Prompt a: Copy the records from the line containing "segment nightstand drawer" through the end of the records, inclusive.

Passage to read:
End-to-End Testing Flutter BLoC Apps with Patrol

I had a decent pile of bloc_test cases. Every event, every state transition, all green. And then a build went out where you literally could not log in, because a permission dialog popped up on a real device and the app just sat there behind it. My unit tests had no idea that dialog existed.

That was the day I actually sat down with Patrol.

So this is less a tutorial and more a brain-dump of what I wish someone had told me about testing a BLoC app end to end. I’ll use a dumb little to-do app for the examples so nothing here is tied to anything specific.

So what is Patrol, quickly

It’s an integration-testing framework that sits on top of Flutter’s own integration_test. Two things make it worth the trouble.

First, the finder API is just nicer. You write await $('Login').tap() and move on with your life instead of chaining find.text and tester.tap.

Second - and this is the actual reason to use it - it can touch native UI. Permission prompts, the notification shade, the system back button, WebViews. None of that is a Flutter widget, so plain integration_test can’t see it. Patrol can. That’s the whole ballgame for me, because real apps hit permission dialogs constantly and a test that freezes on one is useless.

How “real” should the BLoC be?

This is the question I go back and forth on every time, so here’s where I landed.

Real BLoC + real repository is the most honest, but it’s slow and it flakes the second the network sneezes. Skip it for anything but a smoke test.

Prompt b: According to the passage on testing BLoC apps with Patrol, what does Patrol sit on top of?

Part of a data file:
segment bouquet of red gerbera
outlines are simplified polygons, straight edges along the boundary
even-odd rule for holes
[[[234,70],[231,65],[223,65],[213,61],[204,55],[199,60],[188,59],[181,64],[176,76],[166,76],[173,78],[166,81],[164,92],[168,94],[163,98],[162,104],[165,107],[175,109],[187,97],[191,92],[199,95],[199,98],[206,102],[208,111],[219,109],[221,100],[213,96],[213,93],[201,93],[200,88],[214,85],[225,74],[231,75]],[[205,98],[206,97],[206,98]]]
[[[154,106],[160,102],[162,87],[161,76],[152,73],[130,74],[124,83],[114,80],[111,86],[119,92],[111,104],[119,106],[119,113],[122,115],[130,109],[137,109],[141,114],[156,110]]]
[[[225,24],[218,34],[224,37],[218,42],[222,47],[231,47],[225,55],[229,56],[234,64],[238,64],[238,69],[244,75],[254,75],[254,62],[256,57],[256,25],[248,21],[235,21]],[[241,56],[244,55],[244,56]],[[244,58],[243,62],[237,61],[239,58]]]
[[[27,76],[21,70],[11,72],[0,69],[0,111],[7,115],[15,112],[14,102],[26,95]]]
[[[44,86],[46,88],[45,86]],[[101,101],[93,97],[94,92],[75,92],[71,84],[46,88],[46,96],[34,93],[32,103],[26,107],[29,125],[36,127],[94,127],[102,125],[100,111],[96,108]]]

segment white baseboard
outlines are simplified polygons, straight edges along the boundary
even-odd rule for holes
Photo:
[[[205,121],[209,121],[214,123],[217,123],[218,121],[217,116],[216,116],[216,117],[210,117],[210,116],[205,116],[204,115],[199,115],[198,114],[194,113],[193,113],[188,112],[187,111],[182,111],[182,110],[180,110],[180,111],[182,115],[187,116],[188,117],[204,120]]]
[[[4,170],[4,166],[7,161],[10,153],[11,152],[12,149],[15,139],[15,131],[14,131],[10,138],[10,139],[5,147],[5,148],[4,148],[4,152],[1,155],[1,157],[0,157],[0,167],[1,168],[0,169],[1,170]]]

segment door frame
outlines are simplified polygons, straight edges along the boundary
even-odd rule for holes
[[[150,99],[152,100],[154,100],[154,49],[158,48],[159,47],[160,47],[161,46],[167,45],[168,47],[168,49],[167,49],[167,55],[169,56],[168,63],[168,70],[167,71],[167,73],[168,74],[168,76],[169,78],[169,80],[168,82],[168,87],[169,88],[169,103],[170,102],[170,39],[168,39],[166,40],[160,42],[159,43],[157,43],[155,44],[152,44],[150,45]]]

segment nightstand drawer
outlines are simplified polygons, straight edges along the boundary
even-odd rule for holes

Result a:
segment nightstand drawer
outlines are simplified polygons, straight edges along the boundary
even-odd rule for holes

Result b: Flutter's own integration_test.